Stored records:
»»

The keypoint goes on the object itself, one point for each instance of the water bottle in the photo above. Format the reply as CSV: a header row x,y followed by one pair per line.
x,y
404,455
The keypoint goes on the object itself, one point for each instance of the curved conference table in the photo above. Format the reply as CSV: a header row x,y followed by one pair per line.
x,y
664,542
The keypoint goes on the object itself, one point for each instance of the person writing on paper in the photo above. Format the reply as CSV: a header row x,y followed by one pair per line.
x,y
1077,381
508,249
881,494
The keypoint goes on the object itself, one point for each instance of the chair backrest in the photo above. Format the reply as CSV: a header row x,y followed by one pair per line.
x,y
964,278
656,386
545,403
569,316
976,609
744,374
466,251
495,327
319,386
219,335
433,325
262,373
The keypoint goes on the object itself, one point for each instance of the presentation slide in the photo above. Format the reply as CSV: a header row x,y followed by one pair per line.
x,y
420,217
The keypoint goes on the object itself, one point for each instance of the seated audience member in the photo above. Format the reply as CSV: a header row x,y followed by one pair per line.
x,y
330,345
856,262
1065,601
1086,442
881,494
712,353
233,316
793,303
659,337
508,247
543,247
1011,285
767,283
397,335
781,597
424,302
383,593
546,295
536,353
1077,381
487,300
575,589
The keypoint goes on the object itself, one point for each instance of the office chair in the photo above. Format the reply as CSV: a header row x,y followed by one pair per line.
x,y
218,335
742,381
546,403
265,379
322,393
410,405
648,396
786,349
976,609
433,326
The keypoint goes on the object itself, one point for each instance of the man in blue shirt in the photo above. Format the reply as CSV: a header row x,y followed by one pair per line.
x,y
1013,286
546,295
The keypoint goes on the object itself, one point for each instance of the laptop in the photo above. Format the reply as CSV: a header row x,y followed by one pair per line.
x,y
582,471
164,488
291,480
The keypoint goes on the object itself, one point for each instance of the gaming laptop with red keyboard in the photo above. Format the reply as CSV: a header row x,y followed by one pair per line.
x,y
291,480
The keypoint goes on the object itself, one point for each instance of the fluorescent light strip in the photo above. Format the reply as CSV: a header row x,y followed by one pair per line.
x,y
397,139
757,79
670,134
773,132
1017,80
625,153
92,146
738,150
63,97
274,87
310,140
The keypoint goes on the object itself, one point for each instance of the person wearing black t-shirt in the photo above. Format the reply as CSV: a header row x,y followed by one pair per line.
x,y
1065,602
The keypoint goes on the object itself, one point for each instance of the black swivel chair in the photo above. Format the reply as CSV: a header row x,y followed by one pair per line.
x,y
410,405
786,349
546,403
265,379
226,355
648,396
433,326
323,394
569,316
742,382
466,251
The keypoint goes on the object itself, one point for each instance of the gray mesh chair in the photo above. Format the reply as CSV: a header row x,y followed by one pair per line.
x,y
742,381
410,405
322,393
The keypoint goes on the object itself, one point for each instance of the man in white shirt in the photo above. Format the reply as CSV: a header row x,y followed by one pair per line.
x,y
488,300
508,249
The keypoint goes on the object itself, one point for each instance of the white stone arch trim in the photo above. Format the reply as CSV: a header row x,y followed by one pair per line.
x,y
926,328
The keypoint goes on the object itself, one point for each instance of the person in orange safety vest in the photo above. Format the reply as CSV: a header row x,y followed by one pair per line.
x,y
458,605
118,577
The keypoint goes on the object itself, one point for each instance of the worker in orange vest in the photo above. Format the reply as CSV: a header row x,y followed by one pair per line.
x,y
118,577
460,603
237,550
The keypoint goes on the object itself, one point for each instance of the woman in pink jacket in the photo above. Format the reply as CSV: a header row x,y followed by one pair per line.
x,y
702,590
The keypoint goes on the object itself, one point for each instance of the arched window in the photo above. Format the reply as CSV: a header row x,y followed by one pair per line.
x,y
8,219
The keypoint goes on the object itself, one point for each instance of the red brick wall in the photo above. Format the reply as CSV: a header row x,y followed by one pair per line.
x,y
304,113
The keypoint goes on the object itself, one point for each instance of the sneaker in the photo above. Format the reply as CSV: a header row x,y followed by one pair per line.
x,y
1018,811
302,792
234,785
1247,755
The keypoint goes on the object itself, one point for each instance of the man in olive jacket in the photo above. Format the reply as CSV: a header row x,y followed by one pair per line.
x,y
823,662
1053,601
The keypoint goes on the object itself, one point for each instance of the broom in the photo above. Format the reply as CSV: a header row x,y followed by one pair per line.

««

• THE PROBLEM
Each entry, from start to finish, must be restated exactly.

• ANSWER TO THIS TASK
The keypoint goes on the object itself, one point for each instance of the water bottle in the photo above. Format the reply as CSV: a header row x,y followed by one pair per line.
x,y
404,455
The keypoint goes on the object itself, one point for each instance of the curved conference table in the photo above. Format the reply as CSV: a header row x,y followed by one pair per line.
x,y
664,542
The keypoint goes on the object itself, one point for each instance of the person writing on paper in the photo above. Format the reply as CSV: a header row x,y followed by one pair per line.
x,y
1077,381
508,249
881,494
The keypoint goes on the object itself, one point for each instance of the chair backrest in the photo above. Format the reply as CSV: a header row x,y followed by one pair per line.
x,y
964,278
656,386
545,403
569,316
976,609
744,374
466,251
495,327
319,386
219,335
433,325
262,373
The keypoint goes on the object itself, one point for each instance of the presentation slide in the photo above. Format the reply as CSV: a header row x,y followed by one pair per line.
x,y
420,217
The keypoint goes on the object itself, one point for each instance of the seated audience member in the photo above. Format the reply as CSV: a header row x,y followed by one pair per line.
x,y
330,345
856,262
1065,601
1086,442
881,494
712,353
233,316
793,303
659,337
508,247
543,247
1011,285
767,283
397,335
781,597
424,302
383,593
546,295
536,353
1077,381
487,300
575,589
The keypoint goes on the object itself, one point for each instance of the office chair in the photo above. Format the reply as CSV: a header row x,y followed by one pair per line.
x,y
218,335
742,381
546,403
265,379
322,393
410,405
648,396
786,349
976,609
433,326
The keypoint goes on the object itself, one point for each instance of the man in blue shirt in the photo above. Format the reply as CSV: a header row x,y followed by one pair per line.
x,y
1013,286
546,295
The keypoint goes on the object itself, one point for each instance of the laptop in the photo above. Format the reply as CSV: a header row x,y followed by one pair per line.
x,y
582,471
164,488
291,480
The keypoint goes on the object itself, one point for each instance of the gaming laptop with red keyboard in the photo above. Format the reply as CSV: a header row x,y followed by one pair per line.
x,y
291,480
The keypoint goes on the object itself, one point for each instance of the fluorescent light strip in the photo above. Format the reply as CSV: a header row x,y followed by one pair per line.
x,y
397,139
757,79
670,134
773,132
1017,80
625,153
92,146
738,150
63,97
274,87
310,140
The keypoint goes on the object itself, one point for each instance of the person wearing black t-shirt in the photo above. Format the reply as CSV: a header row x,y followed by one pair per line.
x,y
1065,602
The keypoint goes on the object itself, one point for each instance of the black swivel chair in the photo above. Format the reply as CSV: a header row x,y followed by one pair per line.
x,y
410,405
786,349
546,403
265,379
226,355
648,396
433,326
323,394
569,316
742,382
466,251
The keypoint goes on the object itself, one point for each instance of the gray mesh chair in the photo above. Format the reply as CSV: a header row x,y followed by one pair per line.
x,y
742,381
410,405
322,393
The keypoint goes on the object itself, one point for each instance of the man in white shirt in the photo above. Format the reply as CSV: a header row x,y followed by one pair per line.
x,y
488,300
508,249
The keypoint goes on the object itself, one point for each instance of the white stone arch trim in the photo above. Format the reply as CSV: a header row x,y followed by one pair per line.
x,y
926,328
The keypoint goes on the object itself, one point for each instance of the person in orange safety vest in the photo above. Format the reply as CSV: a header row x,y followed by one pair per line.
x,y
458,605
118,577
The keypoint goes on the object itself, one point for each instance of the worker in orange vest in the photo above. Format the reply as CSV: a header row x,y followed by one pair per line.
x,y
118,577
460,603
237,550
The keypoint goes on the object itself, one point for each instance of the woman in pink jacket in the photo above. Format the reply as CSV: a header row x,y followed by one pair per line.
x,y
702,590
The keypoint goes on the object itself, one point for each instance of the arched window in the photo above. Format the reply as CSV: a header row x,y followed by one pair per line.
x,y
8,219
The keypoint goes on the object itself, one point for each instance of the red brick wall in the photo above. Format the reply as CSV: a header row x,y followed by one pair per line.
x,y
304,113
The keypoint goes on the object itself, one point for each instance of the sneaker in the photo above. Format the reply as CSV: a header row x,y followed by one pair per line.
x,y
1018,811
302,792
234,785
1247,755
The keypoint goes on the object itself, one point for each instance of the man in olive jacket in the photo above. Format the reply as CSV: a header row x,y followed by one pair per line.
x,y
823,662
1053,601
The keypoint goes on the object itself, one point for each instance of the broom in the photo above. Format the reply as CSV: a header row x,y followed by one pair per line.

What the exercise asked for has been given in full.